Reading text
These are excerpted from my notes each night while traveling through India on Mozilla work.
February 28, 2010
We got a chance to visit a Bollywood studio in Mumbai, actually had a celebrity sighting or two, and met some amazing people. But the Mozilla DevDay we are organizing in Bangalore is really the main part of our trip. We’ve “co-organized” the event with Mahiti, an open-source non-profit based in Bangalore, and the Centre for Internet Society. We bought plenty of schwag: t-shirts, wrist bands, posters, and even a few Firefox plushies. We’re expecting over 200 people (at least!) at the National Institute of Advanced Studies campus, where the event is held.
sethb acts as MC, and gives us a glimpse into Firefox.next. We’ve also got Lucian Teo and John Britton joining us to talk about Mozilla Drumbeat and Peer to Peer University. I give a demo-driven overview of the web platform’s promise similar to the one I gave at GNUnify in Pune, but this time, there are plenty of questions, and a 45 minute session runs to about an hour and half. We’ve also got Mahiti’s CTO, Sreekanth Rameshiah talking about Mahiti’s projects, and the Centre of Internet Society’s Pranesh Prakash talking about software patents, and the relevance of these to video on the web. ragavan runs a session on Mozilla Labs, once again prompting great questions. Each session is interactive, with lots of questions, even though the delicious lunch organized by the CIS folks introduces a kind of postprandial stupor.

Problems to work on
• 1. Can you return the passage of the India travel notes above from "February 28, 2010" up to and including "event is held."?
• 2. Could you turn the paragraph of the India travel notes beginning "sethb acts as MC" into a short bulleted list that keeps its main facts?

Data under study
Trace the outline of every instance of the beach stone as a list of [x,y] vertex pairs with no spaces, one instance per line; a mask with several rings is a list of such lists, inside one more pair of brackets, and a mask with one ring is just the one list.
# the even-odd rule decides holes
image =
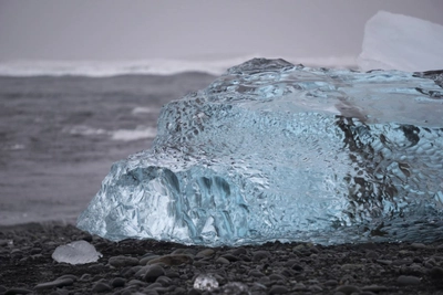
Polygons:
[[185,295],[186,294],[186,289],[185,288],[183,288],[183,287],[176,287],[175,289],[174,289],[174,293],[173,293],[174,295]]
[[367,252],[367,259],[369,260],[378,260],[380,257],[379,253],[377,253],[375,251],[368,251]]
[[379,285],[370,285],[370,286],[364,286],[361,288],[362,291],[369,291],[369,292],[388,292],[389,288],[385,286],[379,286]]
[[146,286],[145,282],[142,282],[140,280],[131,280],[130,282],[127,282],[128,286]]
[[72,278],[63,278],[63,280],[55,280],[52,282],[38,284],[34,288],[37,291],[41,291],[41,289],[48,289],[48,288],[53,288],[53,287],[71,286],[73,283],[74,283],[74,281]]
[[323,288],[320,287],[319,285],[311,285],[311,286],[308,287],[308,289],[310,292],[322,292],[323,291]]
[[158,259],[159,257],[159,255],[148,255],[148,256],[143,256],[141,260],[140,260],[140,265],[146,265],[150,261],[152,261],[152,260],[155,260],[155,259]]
[[[0,289],[1,292],[1,289]],[[4,295],[14,295],[14,294],[29,294],[32,293],[32,291],[27,289],[27,288],[9,288],[4,292]]]
[[74,282],[79,280],[79,277],[76,275],[73,275],[73,274],[64,274],[64,275],[58,277],[56,280],[64,280],[64,278],[71,278]]
[[215,263],[227,265],[227,264],[229,264],[229,261],[228,261],[227,259],[225,259],[225,257],[218,257],[218,259],[215,261]]
[[344,285],[336,288],[337,292],[341,292],[346,295],[351,295],[352,293],[360,293],[360,288],[353,285]]
[[443,281],[443,268],[434,266],[429,271],[429,275],[431,276],[432,280],[441,280]]
[[287,277],[282,276],[281,274],[271,274],[268,277],[270,281],[281,281],[281,282],[287,281]]
[[269,251],[259,250],[259,251],[253,252],[253,261],[255,261],[255,262],[261,261],[261,260],[267,259],[269,256],[270,256]]
[[188,254],[168,254],[151,260],[147,262],[147,264],[163,263],[165,265],[172,266],[172,265],[192,264],[193,262],[194,262],[193,257],[190,257],[190,255]]
[[282,285],[274,285],[270,287],[268,294],[287,294],[289,293],[289,288]]
[[396,283],[402,286],[419,285],[420,278],[413,275],[400,275],[396,278]]
[[87,282],[91,281],[91,274],[82,274],[82,276],[80,277],[80,281],[82,282]]
[[106,283],[103,282],[97,282],[93,287],[92,292],[94,293],[103,293],[103,292],[110,292],[112,291],[112,287],[107,285]]
[[261,272],[259,272],[259,271],[257,271],[257,270],[253,270],[253,271],[250,271],[250,272],[248,273],[248,276],[262,277],[262,276],[265,276],[265,274],[261,273]]
[[125,284],[126,284],[126,280],[123,277],[115,277],[111,281],[111,286],[113,286],[114,288],[124,287]]
[[165,275],[171,278],[179,277],[179,274],[177,272],[171,270],[165,270]]
[[204,249],[199,251],[195,257],[196,259],[204,259],[204,257],[210,257],[215,254],[215,251],[213,249]]
[[235,247],[234,250],[230,251],[230,253],[233,255],[239,256],[248,254],[248,251],[245,247],[240,246],[240,247]]
[[164,274],[165,270],[162,266],[154,264],[146,271],[144,280],[146,282],[155,282],[155,280],[157,280],[158,276]]
[[239,261],[239,257],[233,254],[224,254],[222,257],[226,259],[229,262],[236,262]]
[[158,276],[157,280],[155,280],[155,283],[159,283],[164,287],[169,286],[172,282],[173,282],[173,280],[171,280],[169,277],[167,277],[165,275]]
[[411,247],[413,247],[413,249],[425,249],[426,245],[423,244],[423,243],[412,243]]
[[302,272],[305,268],[303,266],[299,265],[299,264],[293,264],[291,266],[291,270],[296,271],[296,272]]
[[383,265],[391,265],[392,261],[391,260],[377,260],[377,263],[383,264]]
[[138,265],[138,260],[136,257],[130,257],[123,255],[110,257],[107,262],[114,267]]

Task answers
• 1.
February 28, 2010
We got a chance to visit a Bollywood studio in Mumbai, actually had a celebrity sighting or two, and met some amazing people. But the Mozilla DevDay we are organizing in Bangalore is really the main part of our trip. We’ve “co-organized” the event with Mahiti, an open-source non-profit based in Bangalore, and the Centre for Internet Society. We bought plenty of schwag: t-shirts, wrist bands, posters, and even a few Firefox plushies. We’re expecting over 200 people (at least!) at the National Institute of Advanced Studies campus, where the event is held.

• 2.
- sethb serves as MC and gives a glimpse into Firefox.next.
- Lucian Teo and John Britton talk about Mozilla Drumbeat and Peer to Peer University.
- The writer gives a demo-driven overview of the web platform's promise, similar to the one at GNUnify in Pune. With plenty of questions, the 45-minute session runs to about an hour and a half.
- Mahiti's CTO, Sreekanth Rameshiah, talks about Mahiti's projects.
- Pranesh Prakash of the Centre of Internet Society talks about software patents and their relevance to video on the web.
- ragavan runs a session on Mozilla Labs that again prompts great questions.
- Every session is interactive with lots of questions, despite the postprandial stupor from the lunch organized by the CIS folks.